------ Items

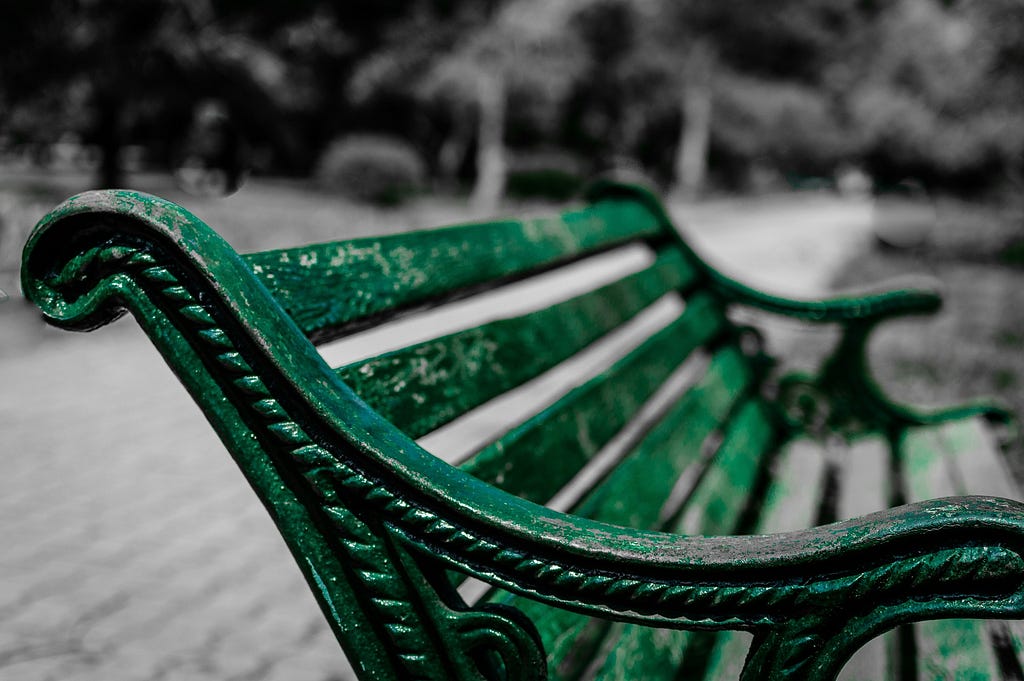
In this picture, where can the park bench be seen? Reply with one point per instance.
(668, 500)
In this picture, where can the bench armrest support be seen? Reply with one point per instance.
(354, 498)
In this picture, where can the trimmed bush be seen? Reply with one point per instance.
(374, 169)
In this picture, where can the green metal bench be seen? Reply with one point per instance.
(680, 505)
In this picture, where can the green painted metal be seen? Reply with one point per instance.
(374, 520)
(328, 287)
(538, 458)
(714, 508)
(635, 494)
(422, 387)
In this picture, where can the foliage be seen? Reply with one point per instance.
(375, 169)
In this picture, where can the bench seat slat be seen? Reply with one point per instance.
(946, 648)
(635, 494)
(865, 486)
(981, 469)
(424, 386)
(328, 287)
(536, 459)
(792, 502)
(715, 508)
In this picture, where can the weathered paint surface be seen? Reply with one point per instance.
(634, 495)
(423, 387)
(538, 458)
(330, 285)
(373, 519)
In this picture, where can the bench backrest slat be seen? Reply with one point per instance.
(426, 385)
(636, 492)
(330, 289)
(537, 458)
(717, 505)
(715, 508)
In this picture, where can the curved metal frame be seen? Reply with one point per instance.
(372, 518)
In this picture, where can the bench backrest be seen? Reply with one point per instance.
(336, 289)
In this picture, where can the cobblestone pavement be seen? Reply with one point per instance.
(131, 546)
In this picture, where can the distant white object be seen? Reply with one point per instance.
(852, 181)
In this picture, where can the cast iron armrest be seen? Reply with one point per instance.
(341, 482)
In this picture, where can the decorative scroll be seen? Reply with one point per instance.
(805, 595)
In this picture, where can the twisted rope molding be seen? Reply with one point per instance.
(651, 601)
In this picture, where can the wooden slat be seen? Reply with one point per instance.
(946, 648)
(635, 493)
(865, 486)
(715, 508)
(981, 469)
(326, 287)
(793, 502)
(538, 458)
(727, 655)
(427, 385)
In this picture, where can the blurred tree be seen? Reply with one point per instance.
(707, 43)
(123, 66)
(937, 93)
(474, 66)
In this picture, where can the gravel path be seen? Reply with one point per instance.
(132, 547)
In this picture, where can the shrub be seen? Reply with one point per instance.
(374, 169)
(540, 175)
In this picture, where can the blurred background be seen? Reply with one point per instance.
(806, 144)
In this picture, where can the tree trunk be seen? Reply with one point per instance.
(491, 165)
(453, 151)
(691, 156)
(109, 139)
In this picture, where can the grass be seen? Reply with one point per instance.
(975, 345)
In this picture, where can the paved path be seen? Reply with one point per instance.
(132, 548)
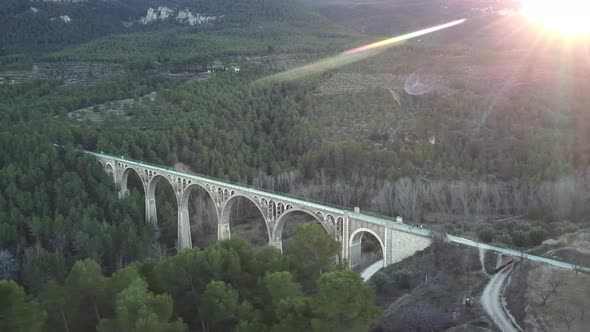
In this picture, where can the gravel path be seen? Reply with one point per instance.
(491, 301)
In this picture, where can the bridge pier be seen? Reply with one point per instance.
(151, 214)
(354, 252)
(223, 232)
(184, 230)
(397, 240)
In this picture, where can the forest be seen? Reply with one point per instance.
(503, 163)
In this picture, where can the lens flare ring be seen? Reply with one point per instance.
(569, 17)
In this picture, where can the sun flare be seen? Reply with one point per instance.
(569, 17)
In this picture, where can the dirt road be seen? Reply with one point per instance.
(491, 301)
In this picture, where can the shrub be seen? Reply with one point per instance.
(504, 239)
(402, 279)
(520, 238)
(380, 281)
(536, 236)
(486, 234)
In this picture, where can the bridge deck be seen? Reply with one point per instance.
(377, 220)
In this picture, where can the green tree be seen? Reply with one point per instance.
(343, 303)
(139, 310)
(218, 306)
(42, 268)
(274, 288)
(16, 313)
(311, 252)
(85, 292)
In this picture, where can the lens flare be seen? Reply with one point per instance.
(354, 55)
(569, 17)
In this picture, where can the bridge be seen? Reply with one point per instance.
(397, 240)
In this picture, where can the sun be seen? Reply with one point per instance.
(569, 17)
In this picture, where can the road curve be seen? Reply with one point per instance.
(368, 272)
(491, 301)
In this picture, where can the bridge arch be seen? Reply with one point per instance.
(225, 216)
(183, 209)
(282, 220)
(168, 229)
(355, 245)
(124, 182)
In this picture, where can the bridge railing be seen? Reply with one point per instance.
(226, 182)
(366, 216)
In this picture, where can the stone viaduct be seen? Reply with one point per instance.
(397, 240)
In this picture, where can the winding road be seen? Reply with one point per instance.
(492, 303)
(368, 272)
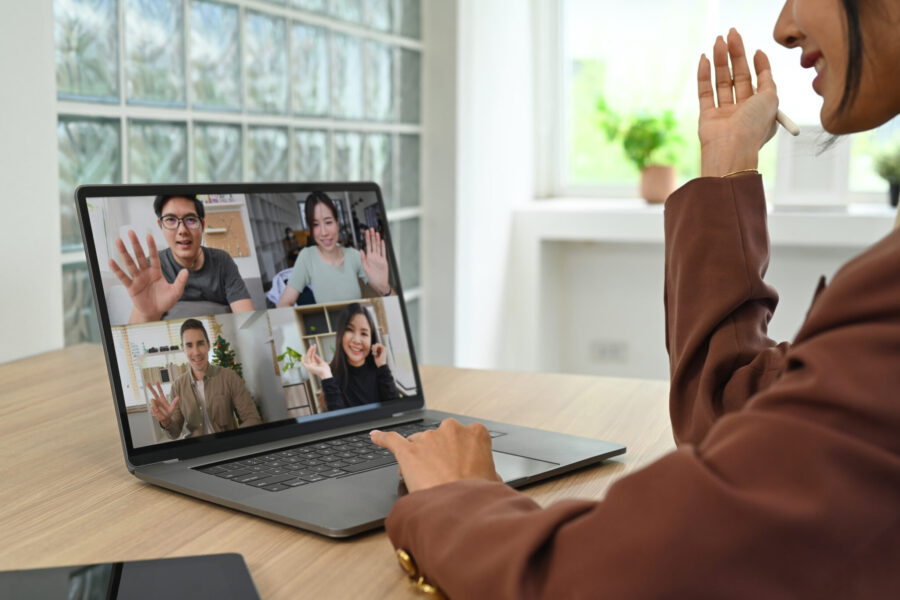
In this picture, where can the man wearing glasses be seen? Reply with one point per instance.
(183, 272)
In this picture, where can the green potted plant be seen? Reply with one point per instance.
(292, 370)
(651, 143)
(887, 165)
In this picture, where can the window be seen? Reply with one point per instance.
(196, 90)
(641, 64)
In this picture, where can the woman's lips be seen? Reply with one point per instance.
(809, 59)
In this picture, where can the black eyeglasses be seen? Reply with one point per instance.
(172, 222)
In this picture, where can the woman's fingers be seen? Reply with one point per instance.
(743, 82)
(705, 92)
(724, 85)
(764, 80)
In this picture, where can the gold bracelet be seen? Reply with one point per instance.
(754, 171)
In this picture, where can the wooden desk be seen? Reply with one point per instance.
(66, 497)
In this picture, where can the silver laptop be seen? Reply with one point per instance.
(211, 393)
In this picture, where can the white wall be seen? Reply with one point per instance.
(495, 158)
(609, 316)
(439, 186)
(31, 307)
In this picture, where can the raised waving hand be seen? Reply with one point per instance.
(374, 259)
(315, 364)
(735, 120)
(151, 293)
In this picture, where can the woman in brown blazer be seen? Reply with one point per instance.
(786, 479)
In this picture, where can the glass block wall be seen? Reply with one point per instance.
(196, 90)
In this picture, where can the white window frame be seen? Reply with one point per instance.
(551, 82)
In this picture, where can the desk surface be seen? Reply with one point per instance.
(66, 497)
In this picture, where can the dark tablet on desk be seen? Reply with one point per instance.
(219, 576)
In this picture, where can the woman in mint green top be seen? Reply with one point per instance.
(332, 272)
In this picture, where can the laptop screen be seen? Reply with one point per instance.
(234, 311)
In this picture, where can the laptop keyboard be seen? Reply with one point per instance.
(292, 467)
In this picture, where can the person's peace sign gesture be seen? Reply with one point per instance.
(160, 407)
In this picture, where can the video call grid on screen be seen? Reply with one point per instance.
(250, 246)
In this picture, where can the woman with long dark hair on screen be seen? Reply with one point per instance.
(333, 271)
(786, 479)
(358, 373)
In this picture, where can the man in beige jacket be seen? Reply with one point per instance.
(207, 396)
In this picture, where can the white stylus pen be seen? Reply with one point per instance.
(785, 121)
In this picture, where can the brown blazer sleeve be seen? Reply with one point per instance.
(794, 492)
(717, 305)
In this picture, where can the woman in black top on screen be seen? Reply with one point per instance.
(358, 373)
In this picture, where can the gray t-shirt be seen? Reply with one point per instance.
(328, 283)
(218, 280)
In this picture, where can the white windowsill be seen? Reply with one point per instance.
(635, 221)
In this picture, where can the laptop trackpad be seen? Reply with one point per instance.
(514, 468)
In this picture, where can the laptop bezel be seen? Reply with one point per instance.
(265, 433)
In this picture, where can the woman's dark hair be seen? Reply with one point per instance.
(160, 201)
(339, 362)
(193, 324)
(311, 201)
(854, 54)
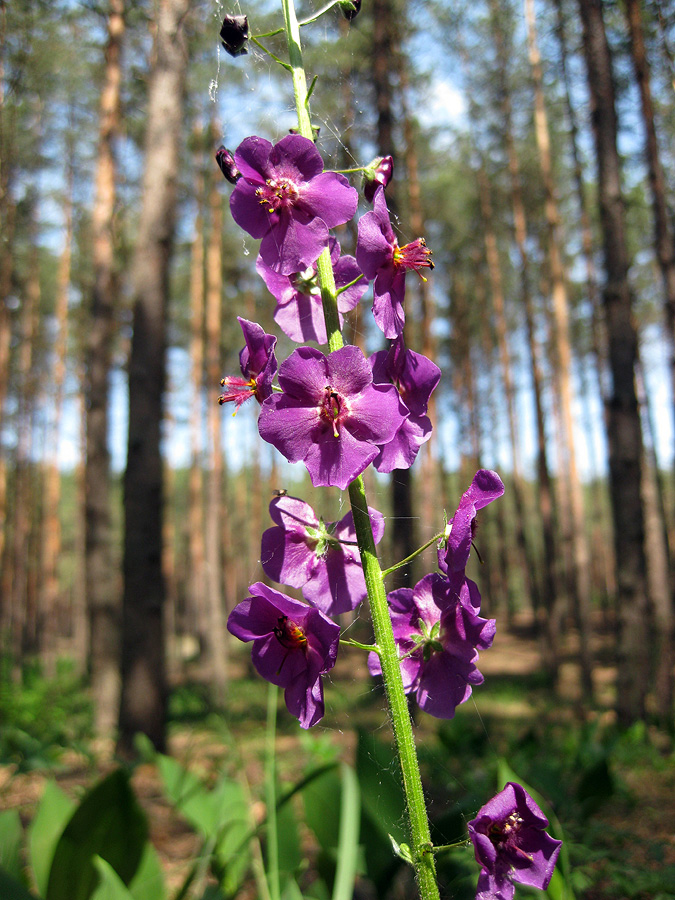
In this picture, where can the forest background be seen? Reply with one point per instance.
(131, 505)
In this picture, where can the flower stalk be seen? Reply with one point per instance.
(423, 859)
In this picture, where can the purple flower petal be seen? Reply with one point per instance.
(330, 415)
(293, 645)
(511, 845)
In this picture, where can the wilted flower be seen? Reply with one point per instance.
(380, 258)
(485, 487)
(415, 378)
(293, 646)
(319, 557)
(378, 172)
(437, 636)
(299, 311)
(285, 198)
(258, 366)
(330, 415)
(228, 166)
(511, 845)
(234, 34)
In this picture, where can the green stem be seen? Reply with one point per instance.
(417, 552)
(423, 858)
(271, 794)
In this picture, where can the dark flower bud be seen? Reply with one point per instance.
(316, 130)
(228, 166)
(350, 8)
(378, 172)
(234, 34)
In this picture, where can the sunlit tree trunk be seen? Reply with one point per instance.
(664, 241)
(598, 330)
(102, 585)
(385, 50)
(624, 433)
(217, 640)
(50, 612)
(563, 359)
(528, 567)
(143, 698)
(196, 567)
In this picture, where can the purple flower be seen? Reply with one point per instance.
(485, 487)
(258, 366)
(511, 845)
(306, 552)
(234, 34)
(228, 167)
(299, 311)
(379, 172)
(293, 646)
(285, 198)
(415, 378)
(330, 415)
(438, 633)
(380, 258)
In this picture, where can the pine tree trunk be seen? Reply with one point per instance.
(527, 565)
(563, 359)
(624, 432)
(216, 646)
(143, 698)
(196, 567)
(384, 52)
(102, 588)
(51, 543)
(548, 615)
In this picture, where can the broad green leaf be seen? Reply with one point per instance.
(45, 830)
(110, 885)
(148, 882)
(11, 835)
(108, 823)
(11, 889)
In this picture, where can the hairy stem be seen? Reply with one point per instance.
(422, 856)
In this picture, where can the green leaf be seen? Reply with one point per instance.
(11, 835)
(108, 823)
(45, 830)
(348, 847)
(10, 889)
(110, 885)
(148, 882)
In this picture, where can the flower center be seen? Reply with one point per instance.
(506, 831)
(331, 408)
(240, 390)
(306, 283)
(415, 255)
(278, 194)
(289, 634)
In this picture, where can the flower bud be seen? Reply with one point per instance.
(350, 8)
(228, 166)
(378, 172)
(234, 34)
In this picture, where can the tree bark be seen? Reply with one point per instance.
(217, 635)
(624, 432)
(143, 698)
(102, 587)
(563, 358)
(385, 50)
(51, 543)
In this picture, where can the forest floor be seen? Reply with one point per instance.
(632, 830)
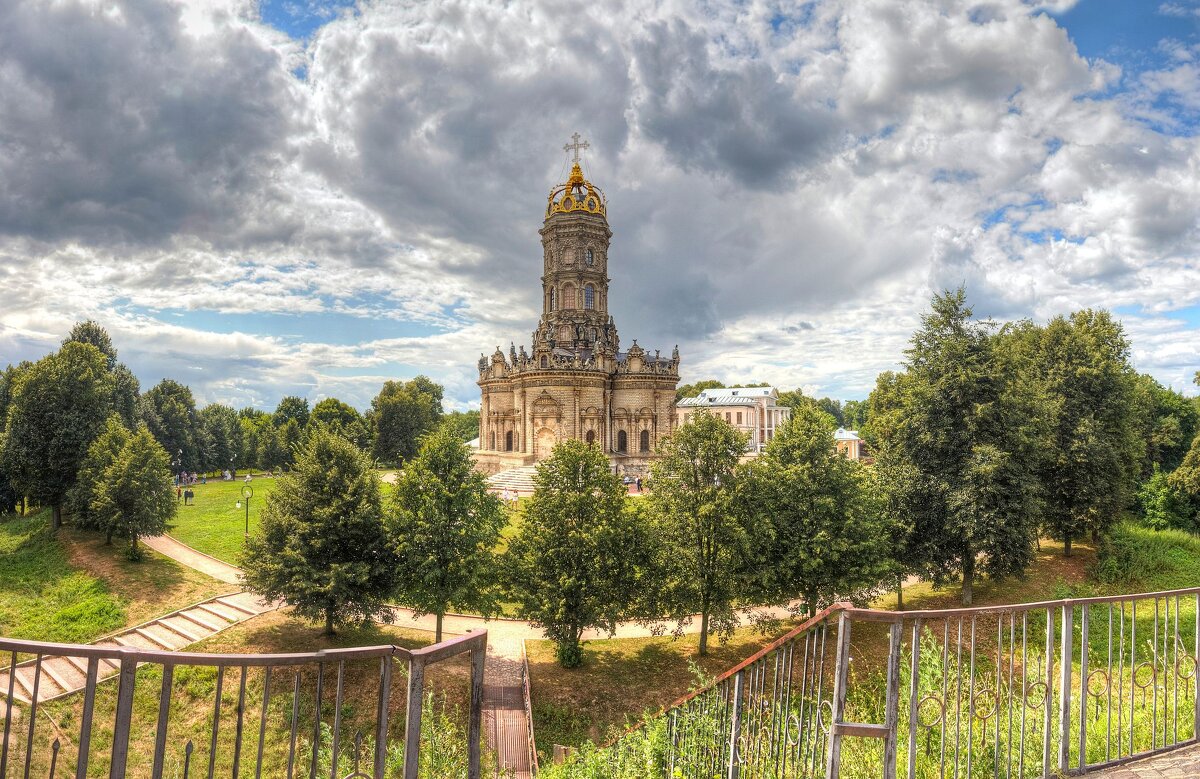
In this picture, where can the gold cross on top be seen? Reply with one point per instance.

------------

(Your goal)
Reproduce the listing above from the line that contains "In this picture, where can the pine" through its final line, exactly and with nothing added. Omit the images.

(Result of this task)
In this picture, where can the pine tree trunk be seen? Reply with one point per instance.
(527, 565)
(563, 359)
(624, 432)
(216, 646)
(143, 698)
(196, 567)
(384, 52)
(102, 588)
(51, 543)
(548, 615)
In this picture, where can the broad green leaf be seen? Reply with one point per instance.
(45, 830)
(110, 885)
(148, 882)
(11, 835)
(108, 823)
(11, 889)
In this picture, where can the hairy stem be seen? Reply with one point per instance.
(422, 856)
In this picture, where can the green leaf be seen? Reply with one point per instance.
(11, 835)
(108, 823)
(45, 830)
(348, 847)
(10, 889)
(110, 885)
(148, 882)
In this picture, where can the flower center be seen? Reply with one point per instance.
(506, 831)
(331, 408)
(240, 390)
(306, 283)
(415, 255)
(278, 194)
(289, 634)
In this picture, where can the flower bud be seen? Reply with one point per instance.
(350, 8)
(228, 166)
(378, 172)
(234, 34)
In this picture, where can the tree bark be seen? Reply with one point per instance.
(217, 635)
(624, 432)
(143, 698)
(102, 587)
(563, 358)
(385, 50)
(51, 543)
In this picture, where can the forest floor be seen? Reply with one point per instance.
(632, 830)
In this picture, where can the gold cross on top be seen? Reply with one point per instance.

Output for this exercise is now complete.